# Task goal:
In the crop rotation summary below, which crop did Gigaspora margarita infect considerably less than other crops in sterilized soil?

# Text provided:
Publication year - 1981
Publication title -
new phytologist
Language(s) - English
Resource type - Journals
SCImago Journal Rank - 3.742
H-Index - 244
eISSN - 1469-8137
pISSN - 0028-646X
DOI - 10.1111/j.1469-8137.1981.tb03204.x
Subject(s) - biology , glomus , sugar beet , inoculation , crop rotation , agronomy , crop , host (biology) , phycomycetes , arbuscular mycorrhizal fungi , hypha , arbuscular mycorrhizal , symbiosis , botany , horticulture , bacteria , ecology , genetics
SUMMARY The effects of crop rotation on mycorrhizal development were examined in pot experiments, using sterilized soil inoculated with Glomus fasciculatus ‘E3’ or Gigaspora margarita or unsterile soil containing mainly a type of Glomus macrocarpus var. geosporus. In four crop pairs tested, the amount of VA mycorrhizal infection in a host plant was not depressed in soil previously cropped with a ‘non‐host’ plant, even where roots of the preceding ‘non‐host’ plant were retained intact in the soil. Indeed the early establishment of VA infection in barley, lettuce and maize inoculated in sterilized soil was stimulated by the ‘non‐hosts’ oilseed rape, cabbage and sugar beet, respectively. VA hyphae were sometimes observed growing in moribund ‘non‐host’ roots. Effects of crop rotation in unsterile soil were similar but less marked. G. margarita in sterilized soil infected lettuce considerably less than other crops.

# Dataset section:
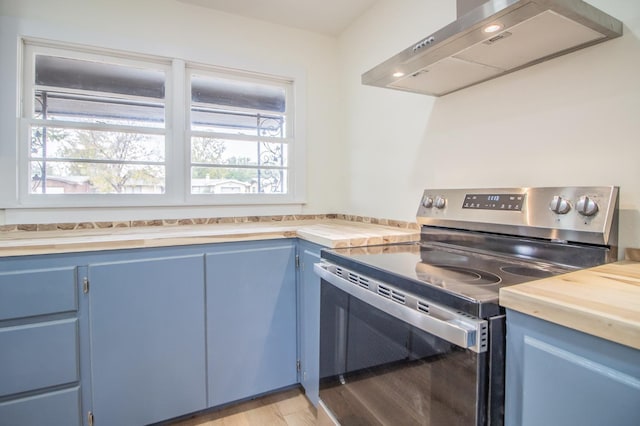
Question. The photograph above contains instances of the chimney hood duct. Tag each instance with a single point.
(467, 52)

# Result:
Lettuce